Diriger une fourmilière comme le Marché International de Rungis… Un défi qui peut frapper l’imaginaire des lecteurs. Un défi relevé depuis dix ans par Stéphane Layani. Haut fonctionnaire passé un temps par la Commission Européenne, il accélère la transformation de ce haut lieu de l’alimentation et se projette déjà vers 2030.
En visitant le marché Rungis, on a le sentiment de voir évoluer un village où tout le monde se connaît et travaille en toute indépendance. Pourtant, ce grand ensemble est administré par une structure, la Semmaris, qui en régit le moindre aspect. Comment cela se passe au quotidien ?
L’autorité organisatrice a un triple rôle. Elle aménage l’endroit. C’est son métier de base. Elle régule en définissant ce qui peut être fait et ce qui ne peut pas l’être. C’est la réglementation commerciale et administrative. Elle est, enfin, l’animatrice de la marque Rungis. Comment cela s’organise au quotidien ? Assez facilement, en vérité. Nous sommes dans un monde de professionnels. En moyenne, 25000 acheteurs nous rejoignent chaque jour. Il faut les accueillir, s’assurer qu’ils disposent des services nécessaires, prévenir les éventuels soucis d’ordre public. En cela, je suis le chef d’orchestre d’un ensemble polyphonique très bien organisé.
Comment cela se passe quand un nouveau grossiste veut s’implanter sur le marché de Rungis ?

**Données:**

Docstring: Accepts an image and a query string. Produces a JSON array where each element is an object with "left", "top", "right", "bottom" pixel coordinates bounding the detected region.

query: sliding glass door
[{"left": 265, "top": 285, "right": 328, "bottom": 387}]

**Objectif 1:**
Recopiez le passage de l'extrait commençant par "En visitant le" et se terminant par "passe au quotidien ?", en substituant "hameau" à "village".
**Objectif 2:**
Pour chaque affirmation, indiquez par oui ou non si elle concorde avec l'extrait, en citant mot pour mot les termes de l'extrait qui tranchent. (a) Stéphane Layani dirige le marché depuis dix ans. (b) En moyenne, 50000 acheteurs viennent chaque jour. (c) Le marché est administré par la Semmaris.
Appuyez-vous uniquement sur l'extrait.

**Réponse finale 1:**
En visitant le marché Rungis, on a le sentiment de voir évoluer un hameau où tout le monde se connaît et travaille en toute indépendance. Pourtant, ce grand ensemble est administré par une structure, la Semmaris, qui en régit le moindre aspect. Comment cela se passe au quotidien ?

**Réponse finale 2:**
(a) Oui : « Un défi relevé depuis dix ans par Stéphane Layani ».
(b) Non : « En moyenne, 25000 acheteurs nous rejoignent chaque jour ».
(c) Oui : « ce grand ensemble est administré par une structure, la Semmaris ».